Macy’s Q3 Earnings Preview: Speculative Play For Risk Lovers (NYSE:M)

Macys to Close 68 Stores

Jason Doiy

Macy’s (NYSE:M) is gearing up to report Q3 results, as the earnings release is expected to come out ahead of the opening bell, on November 17. This could be a particularly important earnings season for the traditional retailer, as potential investors face a laundry list of opportunities and risks amid this pivotal moment for the US economy.

Below, I discuss what I believe to be the most important topics of conversation on earnings day. I wrap things up by explaining why, despite clearly seeing the bull argument here, I maintain my hold rating on this volatile, often unpredictable stock.

What to expect from Macy’s Q3: A quick look at the numbers

As usual, it will be important to track the Q3 headline figures. Sales of $5.2 billion are expected to decline 4% YOY, but off of very strong growth of 36% this time last year. As I mentioned in my most recent Macy’s article and as depicted by the purple line below, Macy’s has caught up with its pre-pandemic revenue growth trajectory — which, to be fair, had been unimpressive for years prior to COVID-19. Adjusted EPS is projected at 18 cents, well off last year’s $1.23 for some of the reasons that I will address next.

Macy's revenue and margins
Data by YCharts

Regarding Q3 results, I don’t think that analysts and investors will be caught off guard by softening margins. Last quarter, the retailer warned of substantial inventory and other operational cost pressures through the end of 2022 at least, putting a lid on earnings firepower. Hopefully, by slashing full-year EPS guidance by a whopping 64 cents to $4.10 at the midpoint of the range, the management team has already lowered the bar enough ahead of the important holiday shopping quarter.

Inventory management will likely be one of the key topics of debate on Thursday. Macy’s is expected to clear aged inventory and turn the page on the Spring season. The quicker the company can do so with as little pricing impact as possible, the better for Q4 sales projections (by far the biggest quarter for the New York-based retailer) and for the stock.

The second big debating point will probably be the health of the consumer. In part due to successful initiatives that have led to improved visits and conversion in the digital channel, Macy’s has done fairly well from a top-line perspective. But it is still unclear if lingering inflation, a series of interest rate hikes, and the prospect of a recession ahead may hurt discretionary spending and, as a result, Macy’s P&L one or two quarters down the road.

Macy’s stock is too unpredictable

I am not a Macy’s bear, as I believe that the company has survived (even if not yet thrived through) a barrage of issues that put at risk the company’s own existence at some point:

  1. The rise of e-commerce and the “death of the mall”;
  2. A secular change in consumer preference toward athleisure, especially impacting the crucial women’s department;
  3. The pandemic-driven store shutdowns;
  4. Rapidly rising interest rates and white-hot inflation in 2022.

Then, there is the tempting forward P/E of only 5.2x that has often lured in value investors and that, in the case of “an economic all-clear”, could climb towards sustainable peaks in the high single digits (see history below).

Macy's PE ratio
Data by YCharts

But at least out of personal investment style, I choose not to own M. From my experience, volatile and unpredictable stocks are rarely a good addition to a balanced portfolio. For instance, M has climbed a respectable 13% since my article of three months ago. However, only five trading days ago, M was flat to slightly underwater for the trailing three-month period instead.

More broadly, the stock’s 30-day rolling annualized volatility has almost always stayed above 50% over the past three years. Meanwhile, the S&P 500 (SPY) only reached volatility levels like Macy’s during the thick of the COVID-19 crisis.

I think that Macy’s could be a decent stock for either (1) the ultra-short-term trader looking to place a bet on earnings performance and outlook, or (2) the die-hard believer and patient investor who sees the department store recovering and eventually thriving over the next decade or so. Because I am neither of them, I remain on the sidelines.

******

» Activity list:
- a) Update the Macy's earnings preview passage that opens with "Regarding Q3 results, I" and closes with "holiday shopping quarter.", replacing "the management team" with "the leadership team".
- b) According to the Macy's earnings preview, what forward P/E does the stock trade at?
- c) Translate this sentence from the Macy's earnings preview into Spanish: "Inventory management will likely be one of the key topics of debate on Thursday."

Dataset entries:
******

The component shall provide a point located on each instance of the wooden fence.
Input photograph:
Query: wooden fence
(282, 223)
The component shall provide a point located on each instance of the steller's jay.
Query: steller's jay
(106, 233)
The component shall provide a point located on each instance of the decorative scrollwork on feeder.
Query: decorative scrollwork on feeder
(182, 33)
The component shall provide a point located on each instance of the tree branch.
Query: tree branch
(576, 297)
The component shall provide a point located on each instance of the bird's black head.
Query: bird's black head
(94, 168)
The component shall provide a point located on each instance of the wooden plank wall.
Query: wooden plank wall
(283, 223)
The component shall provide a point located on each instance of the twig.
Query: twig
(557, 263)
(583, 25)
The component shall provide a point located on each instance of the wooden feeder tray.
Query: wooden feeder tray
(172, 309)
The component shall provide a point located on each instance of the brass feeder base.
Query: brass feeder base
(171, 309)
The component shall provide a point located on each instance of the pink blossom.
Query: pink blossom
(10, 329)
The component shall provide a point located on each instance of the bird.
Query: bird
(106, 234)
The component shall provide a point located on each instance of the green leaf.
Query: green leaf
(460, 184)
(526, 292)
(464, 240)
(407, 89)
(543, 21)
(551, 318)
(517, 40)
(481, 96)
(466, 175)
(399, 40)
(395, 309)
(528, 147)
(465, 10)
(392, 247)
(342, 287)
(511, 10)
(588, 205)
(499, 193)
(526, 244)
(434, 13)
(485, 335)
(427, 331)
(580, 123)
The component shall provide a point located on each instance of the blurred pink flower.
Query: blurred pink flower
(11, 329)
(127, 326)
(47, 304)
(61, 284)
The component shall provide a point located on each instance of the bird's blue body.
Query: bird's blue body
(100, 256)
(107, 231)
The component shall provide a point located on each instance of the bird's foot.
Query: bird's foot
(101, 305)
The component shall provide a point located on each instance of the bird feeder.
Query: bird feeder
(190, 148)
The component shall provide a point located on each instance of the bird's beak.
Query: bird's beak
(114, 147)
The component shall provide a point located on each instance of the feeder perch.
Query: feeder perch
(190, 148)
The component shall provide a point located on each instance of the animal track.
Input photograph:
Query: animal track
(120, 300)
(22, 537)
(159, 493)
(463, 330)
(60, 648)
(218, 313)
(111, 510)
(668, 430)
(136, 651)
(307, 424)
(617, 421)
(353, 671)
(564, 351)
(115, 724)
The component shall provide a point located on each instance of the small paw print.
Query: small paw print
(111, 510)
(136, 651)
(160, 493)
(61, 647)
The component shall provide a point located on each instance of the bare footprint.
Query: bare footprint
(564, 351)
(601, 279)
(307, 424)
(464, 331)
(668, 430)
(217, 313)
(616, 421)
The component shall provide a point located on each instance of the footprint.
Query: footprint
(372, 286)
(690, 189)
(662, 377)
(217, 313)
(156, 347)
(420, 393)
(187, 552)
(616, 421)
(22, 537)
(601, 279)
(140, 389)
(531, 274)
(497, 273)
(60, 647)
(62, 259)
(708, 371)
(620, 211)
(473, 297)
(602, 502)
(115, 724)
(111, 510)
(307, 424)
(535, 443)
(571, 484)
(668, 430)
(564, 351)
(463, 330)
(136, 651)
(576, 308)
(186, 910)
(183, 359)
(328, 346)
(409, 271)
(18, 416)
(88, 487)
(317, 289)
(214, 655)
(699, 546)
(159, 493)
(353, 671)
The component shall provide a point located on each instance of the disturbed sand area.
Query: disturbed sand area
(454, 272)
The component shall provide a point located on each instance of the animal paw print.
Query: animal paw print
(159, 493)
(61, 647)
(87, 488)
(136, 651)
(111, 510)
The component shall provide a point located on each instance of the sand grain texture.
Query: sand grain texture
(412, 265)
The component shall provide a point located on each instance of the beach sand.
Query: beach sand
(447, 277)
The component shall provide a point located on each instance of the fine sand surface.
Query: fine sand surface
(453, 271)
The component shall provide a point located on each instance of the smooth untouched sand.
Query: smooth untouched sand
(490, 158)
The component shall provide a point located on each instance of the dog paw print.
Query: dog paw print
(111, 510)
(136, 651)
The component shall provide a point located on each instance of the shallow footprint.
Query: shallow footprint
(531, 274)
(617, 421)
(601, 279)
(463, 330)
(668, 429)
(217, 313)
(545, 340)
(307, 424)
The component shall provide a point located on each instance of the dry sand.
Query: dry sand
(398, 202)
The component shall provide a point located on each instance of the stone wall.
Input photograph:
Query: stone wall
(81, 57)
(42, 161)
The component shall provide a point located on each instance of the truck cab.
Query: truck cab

******

» Answers to each task:
- a)
Regarding Q3 results, I don’t think that analysts and investors will be caught off guard by softening margins. Last quarter, the retailer warned of substantial inventory and other operational cost pressures through the end of 2022 at least, putting a lid on earnings firepower. Hopefully, by slashing full-year EPS guidance by a whopping 64 cents to $4.10 at the midpoint of the range, the leadership team has already lowered the bar enough ahead of the important holiday shopping quarter.

- b) Only 5.2x.

- c) La gestión de inventario probablemente será uno de los temas clave de debate el jueves.